▶ WORK INSTRUCTIONS
Before printing the listing, strip out its pictures and keep everything else exact.
[Start of Attachment]
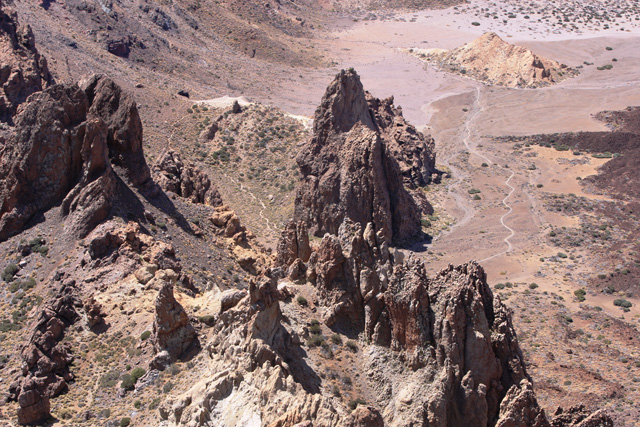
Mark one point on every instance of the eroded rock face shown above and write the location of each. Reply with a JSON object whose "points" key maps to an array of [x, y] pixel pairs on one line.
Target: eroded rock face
{"points": [[414, 152], [490, 59], [171, 328], [23, 70], [62, 150], [46, 358], [185, 180], [349, 171]]}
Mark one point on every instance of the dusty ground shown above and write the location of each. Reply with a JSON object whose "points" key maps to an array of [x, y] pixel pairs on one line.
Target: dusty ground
{"points": [[586, 350], [583, 350]]}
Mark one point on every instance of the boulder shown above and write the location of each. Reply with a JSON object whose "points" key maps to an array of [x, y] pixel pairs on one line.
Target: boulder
{"points": [[348, 170], [185, 180]]}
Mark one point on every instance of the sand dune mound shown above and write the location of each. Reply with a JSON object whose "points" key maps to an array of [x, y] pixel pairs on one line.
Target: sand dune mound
{"points": [[492, 60]]}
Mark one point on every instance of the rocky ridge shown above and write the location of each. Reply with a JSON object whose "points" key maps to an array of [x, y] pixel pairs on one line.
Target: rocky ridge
{"points": [[23, 70], [63, 149], [351, 168], [491, 60]]}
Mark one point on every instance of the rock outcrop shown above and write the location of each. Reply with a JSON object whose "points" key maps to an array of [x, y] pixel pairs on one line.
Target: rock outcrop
{"points": [[46, 358], [172, 331], [23, 70], [185, 180], [492, 60], [63, 149], [350, 170]]}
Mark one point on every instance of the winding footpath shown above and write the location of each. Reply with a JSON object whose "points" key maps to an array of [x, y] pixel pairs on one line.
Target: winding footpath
{"points": [[469, 213]]}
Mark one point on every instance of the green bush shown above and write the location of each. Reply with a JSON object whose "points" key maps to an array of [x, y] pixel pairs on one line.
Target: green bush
{"points": [[137, 373], [336, 339], [315, 341], [353, 404], [621, 302], [9, 271], [128, 383]]}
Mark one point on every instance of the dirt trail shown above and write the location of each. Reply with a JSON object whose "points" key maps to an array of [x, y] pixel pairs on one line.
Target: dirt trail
{"points": [[454, 190]]}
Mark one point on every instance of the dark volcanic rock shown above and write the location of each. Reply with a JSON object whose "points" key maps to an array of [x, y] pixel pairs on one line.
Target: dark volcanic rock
{"points": [[62, 150], [23, 70], [46, 358], [185, 180], [349, 170], [414, 152], [121, 47], [171, 328], [119, 112], [293, 244]]}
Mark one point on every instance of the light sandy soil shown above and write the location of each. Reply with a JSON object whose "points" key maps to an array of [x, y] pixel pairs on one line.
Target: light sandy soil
{"points": [[508, 228]]}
[End of Attachment]
▶ SOLUTION BELOW
Mark one point on every instance of the eroded rock face shown above and write the location of each. Reply with a JSON object whose "points" key maps to an array of [x, y] pixel pairs on one line.
Target: eroded rock face
{"points": [[414, 152], [490, 59], [171, 328], [23, 70], [62, 150], [46, 358], [185, 180], [349, 171]]}
Mark one point on every instance of the dusty ground shown above and write the location of each. Reply with a JSON object whose "points" key maps to an array of [x, y] pixel pairs on one line.
Target: dusty ground
{"points": [[586, 350], [583, 350]]}
Mark one point on every instance of the boulder shown above and write the location of each. Reply with a JSON object whose "points" key maps to an array of [x, y] pixel pairs on one line.
Target: boulder
{"points": [[348, 170], [185, 180]]}
Mark one point on every instance of the sand dune mound shown above and write the location of each. Reply with a JSON object whose "points" key maps to an array of [x, y] pixel pairs on one line.
Target: sand dune mound
{"points": [[492, 60]]}
Mark one point on every instance of the rocky ridge shown above and write the location of each. Reply with a JSON object whose "points" key maps to an array of [x, y] pixel pairs on one line.
Target: rocky ridge
{"points": [[23, 70], [63, 149], [351, 168], [491, 60]]}
Mark one point on every instance of the rock outcrop shown above and write the location of each. Reply with a JSON object whose "points" key maps to an array of [x, y] pixel pairs on one line.
Target: rock outcrop
{"points": [[46, 358], [172, 331], [23, 70], [185, 180], [492, 60], [63, 149], [350, 170]]}
Mark one point on every instance of the winding footpath shown above and write the location of each. Reply with a JSON object whose "points" key maps to an array of [x, y] pixel pairs on one line.
Target: winding footpath
{"points": [[469, 213]]}
Mark one point on every instance of the green bush shown above and write the location of each. Reply with a JSON object whose "points" key maps to an array of [x, y] pixel pairs on one line.
Target: green bush
{"points": [[137, 373], [336, 339], [315, 341], [353, 404], [621, 302], [9, 271], [128, 383]]}
Mark one point on every instance of the dirt trail shown above and write the location of each. Reply with a JSON object whose "points" key maps to an array of [x, y] pixel pairs on one line.
Target: dirt trail
{"points": [[454, 190]]}
Mark one point on every instance of the dark volcanic rock shown above and write the location of each. Reply with a JSON object whose "points" key maps to an array of [x, y] pixel pairs on one line.
Target: dark volcanic rock
{"points": [[62, 150], [23, 70], [46, 358], [185, 180], [349, 170], [414, 152], [121, 47], [171, 328], [119, 112], [293, 244]]}
Mark one point on every instance of the light sandy soil shown above and write the location of each. Reply with a JSON object whose "points" key maps to an array of [x, y] pixel pairs on one line.
Target: light sandy soil
{"points": [[508, 228]]}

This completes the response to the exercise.